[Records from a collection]
----------
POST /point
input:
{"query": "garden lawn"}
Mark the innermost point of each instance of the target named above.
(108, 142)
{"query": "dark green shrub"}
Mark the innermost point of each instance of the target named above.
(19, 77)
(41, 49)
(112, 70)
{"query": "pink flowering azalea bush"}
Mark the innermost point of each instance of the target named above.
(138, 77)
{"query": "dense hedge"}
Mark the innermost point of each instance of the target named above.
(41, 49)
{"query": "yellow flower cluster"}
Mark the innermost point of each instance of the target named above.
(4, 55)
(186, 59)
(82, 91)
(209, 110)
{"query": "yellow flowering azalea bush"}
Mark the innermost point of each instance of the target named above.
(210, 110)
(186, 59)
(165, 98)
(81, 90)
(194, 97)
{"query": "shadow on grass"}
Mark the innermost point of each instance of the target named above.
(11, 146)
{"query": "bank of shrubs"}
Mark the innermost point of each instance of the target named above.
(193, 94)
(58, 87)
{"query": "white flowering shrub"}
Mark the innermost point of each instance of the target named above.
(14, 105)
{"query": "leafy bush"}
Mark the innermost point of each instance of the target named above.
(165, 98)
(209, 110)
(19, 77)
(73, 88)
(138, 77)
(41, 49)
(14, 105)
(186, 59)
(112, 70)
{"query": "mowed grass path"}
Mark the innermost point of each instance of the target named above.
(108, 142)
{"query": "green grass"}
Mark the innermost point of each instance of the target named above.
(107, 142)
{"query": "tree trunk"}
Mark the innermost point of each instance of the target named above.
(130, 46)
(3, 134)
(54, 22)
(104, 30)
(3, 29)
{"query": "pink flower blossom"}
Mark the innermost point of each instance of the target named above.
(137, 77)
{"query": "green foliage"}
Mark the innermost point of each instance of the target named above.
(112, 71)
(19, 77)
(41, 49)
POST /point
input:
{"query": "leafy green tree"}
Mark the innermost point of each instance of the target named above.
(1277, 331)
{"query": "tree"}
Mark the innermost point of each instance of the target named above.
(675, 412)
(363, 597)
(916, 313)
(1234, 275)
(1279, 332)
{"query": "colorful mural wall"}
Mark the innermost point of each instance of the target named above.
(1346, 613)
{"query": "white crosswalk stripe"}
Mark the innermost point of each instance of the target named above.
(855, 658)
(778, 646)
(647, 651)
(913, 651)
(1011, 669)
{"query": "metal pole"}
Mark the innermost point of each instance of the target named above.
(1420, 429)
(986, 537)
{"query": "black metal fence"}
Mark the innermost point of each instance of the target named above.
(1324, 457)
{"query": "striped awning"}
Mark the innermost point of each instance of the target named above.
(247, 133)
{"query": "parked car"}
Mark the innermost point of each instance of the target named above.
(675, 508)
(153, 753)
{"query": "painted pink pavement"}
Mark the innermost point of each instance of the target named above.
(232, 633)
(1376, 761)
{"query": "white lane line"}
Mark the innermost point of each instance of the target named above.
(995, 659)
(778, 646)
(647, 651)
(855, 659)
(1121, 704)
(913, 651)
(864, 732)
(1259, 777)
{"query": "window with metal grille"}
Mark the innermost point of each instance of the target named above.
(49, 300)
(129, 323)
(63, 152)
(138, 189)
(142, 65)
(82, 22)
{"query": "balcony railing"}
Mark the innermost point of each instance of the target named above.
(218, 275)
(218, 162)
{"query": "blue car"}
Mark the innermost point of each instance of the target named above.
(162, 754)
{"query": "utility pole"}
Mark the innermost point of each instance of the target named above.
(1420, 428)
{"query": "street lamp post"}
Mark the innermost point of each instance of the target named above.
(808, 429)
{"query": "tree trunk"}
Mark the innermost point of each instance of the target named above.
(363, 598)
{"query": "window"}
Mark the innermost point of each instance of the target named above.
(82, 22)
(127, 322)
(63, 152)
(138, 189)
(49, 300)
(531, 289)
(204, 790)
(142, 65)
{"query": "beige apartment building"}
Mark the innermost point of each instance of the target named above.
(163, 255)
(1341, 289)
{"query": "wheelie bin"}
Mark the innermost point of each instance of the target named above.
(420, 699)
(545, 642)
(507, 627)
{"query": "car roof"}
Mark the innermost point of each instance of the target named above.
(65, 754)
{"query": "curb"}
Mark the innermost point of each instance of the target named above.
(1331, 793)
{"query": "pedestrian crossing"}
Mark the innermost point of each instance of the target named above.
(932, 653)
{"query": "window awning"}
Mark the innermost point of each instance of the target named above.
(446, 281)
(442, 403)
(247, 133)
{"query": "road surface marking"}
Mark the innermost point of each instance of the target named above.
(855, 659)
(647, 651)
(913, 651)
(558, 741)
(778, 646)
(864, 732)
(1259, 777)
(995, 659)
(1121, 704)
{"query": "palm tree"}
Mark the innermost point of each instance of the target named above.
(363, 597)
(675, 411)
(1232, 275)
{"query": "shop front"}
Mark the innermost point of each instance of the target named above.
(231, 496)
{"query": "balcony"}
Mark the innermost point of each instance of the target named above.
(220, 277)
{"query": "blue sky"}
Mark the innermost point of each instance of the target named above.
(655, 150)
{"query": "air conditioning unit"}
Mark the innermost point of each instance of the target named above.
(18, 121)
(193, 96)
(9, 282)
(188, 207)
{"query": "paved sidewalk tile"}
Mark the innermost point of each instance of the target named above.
----------
▶ _Task statement_
Repeat the listing exactly, from its first line to its last.

▶ _Solution to the exercise_
POST /point
input:
{"query": "garden lawn"}
Mark the innermost point of each instance of the target named above.
(108, 142)
{"query": "dark green shrub"}
Mark the innermost point of each instance of the target named above.
(19, 77)
(41, 49)
(112, 70)
{"query": "pink flowering azalea bush"}
Mark the innermost point of each instance of the target named above.
(138, 77)
{"query": "dense hedge"}
Mark the innermost point of each instance of the target named above.
(41, 49)
{"query": "yellow flower cluster"}
Mark the innermost point of each instance of the target named above.
(4, 55)
(186, 59)
(82, 91)
(209, 110)
{"query": "yellow flowering azalea bush"}
Mark the innermost point of each instance of the target named above.
(210, 110)
(186, 59)
(165, 98)
(81, 90)
(194, 97)
{"query": "shadow on grass"}
Mark the innermost point of each instance of the target named above.
(11, 146)
{"query": "bank of shrubs"}
Mark the innermost point of each instance of the target named above.
(193, 94)
(58, 87)
{"query": "white flowering shrub"}
Mark the innermost point of each instance of the target named above.
(14, 105)
{"query": "leafy bush"}
Mark the innermost point of each instance of the target named above.
(165, 98)
(209, 110)
(19, 77)
(73, 88)
(138, 77)
(41, 49)
(14, 105)
(186, 59)
(112, 70)
{"query": "mowed grass path"}
Mark the innermost point of each instance of the target named above.
(108, 142)
{"query": "green grass"}
Mark the innermost point of each instance of the target named above.
(107, 142)
{"query": "tree trunk"}
Mark the innermost point of each instance of the target named above.
(130, 46)
(3, 134)
(54, 22)
(104, 30)
(3, 29)
{"query": "pink flower blossom"}
Mark the innermost point of each instance of the target named above.
(137, 77)
{"query": "green foliage"}
Mark the innermost point of each instance of the target named above.
(112, 71)
(19, 77)
(41, 49)
POST /point
input:
{"query": "leafy green tree"}
Mark the innermost point of each instance of the target named above.
(1277, 331)
{"query": "tree"}
Mark the innermost point of each instance of the target named above.
(675, 412)
(363, 597)
(916, 313)
(1234, 275)
(1279, 332)
{"query": "colorful mural wall"}
Mark the innermost point of each instance of the target named above.
(1346, 613)
{"query": "white crosswalk stripe"}
Mark the innermost point of each instance of the target named above.
(855, 658)
(778, 646)
(647, 651)
(913, 651)
(1011, 669)
{"query": "metal pole"}
Mark the innermost point of each instance of the target named above.
(1420, 429)
(986, 537)
{"query": "black metal fence"}
Mark the innermost point of each instance of the target named above.
(1324, 457)
{"query": "striped awning"}
Mark the innermost point of each instance of the target named above.
(247, 133)
{"query": "parked car"}
Mark the innermost point of each instance of the target named above.
(675, 508)
(153, 753)
{"query": "painted pink pavement"}
Mark the innermost point of each instance of the target named above.
(232, 633)
(1376, 761)
{"query": "white lane line"}
Mark the innermost point of each instance of the target named above.
(995, 659)
(778, 646)
(647, 651)
(855, 659)
(1121, 704)
(913, 651)
(864, 732)
(1259, 777)
{"query": "window with metal grille"}
Mark the innermost point of each instance of the target named above.
(49, 300)
(129, 323)
(63, 152)
(138, 189)
(142, 65)
(82, 22)
{"query": "balcony railing"}
Mark the innermost point of each instance of the target named above.
(218, 275)
(218, 162)
{"query": "blue car"}
Mark the innermost point of each instance of the target named above.
(162, 754)
{"query": "utility pole"}
Mark the innermost point of each instance of the target named above.
(1420, 428)
{"query": "street lamp post"}
Mark the innermost point of each instance of the target named above.
(808, 429)
{"query": "tree trunk"}
Mark the innermost point of each instance of the target named above.
(363, 598)
{"query": "window"}
Mark the innermost point of each instance of the target named above.
(82, 22)
(127, 322)
(63, 152)
(138, 189)
(49, 300)
(531, 289)
(204, 790)
(142, 65)
{"query": "beige apartment building"}
Mark the innermost point of each instance of the target named above.
(163, 255)
(1341, 289)
{"query": "wheelie bin"}
Mark the innermost point of each instance of the target named above.
(420, 699)
(545, 642)
(507, 627)
{"query": "car roof"}
Mark the innermost point of each instance of the target named above.
(65, 754)
{"query": "curb"}
Mark the innermost point of each instance of the target named above.
(1331, 793)
{"query": "pedestrian crossing"}
Mark the innermost point of each instance of the target named above.
(932, 653)
{"query": "window awning"}
Mark the innermost point of each instance of the target named above.
(446, 281)
(442, 403)
(247, 133)
{"query": "road surface marking"}
Mark the innermost point of each instance of the target named above.
(855, 659)
(647, 651)
(913, 651)
(558, 741)
(778, 646)
(864, 732)
(1259, 777)
(995, 659)
(1121, 704)
{"query": "palm tree"}
Mark the innermost point of each instance of the target named above.
(363, 597)
(675, 411)
(1232, 275)
{"query": "shop front"}
Mark the innermost point of each instance of the target named above.
(231, 496)
{"query": "balcony"}
Mark the innermost point of each instance of the target named above.
(220, 277)
{"query": "blue sky"}
Mark the innermost point of each instance of the target named above.
(655, 150)
{"query": "air conditioning unit"}
Mark the innermost point of each instance of the target named above.
(18, 121)
(193, 96)
(9, 282)
(188, 207)
{"query": "paved sidewalk tile"}
Mark the innermost point of each instance of the target named above.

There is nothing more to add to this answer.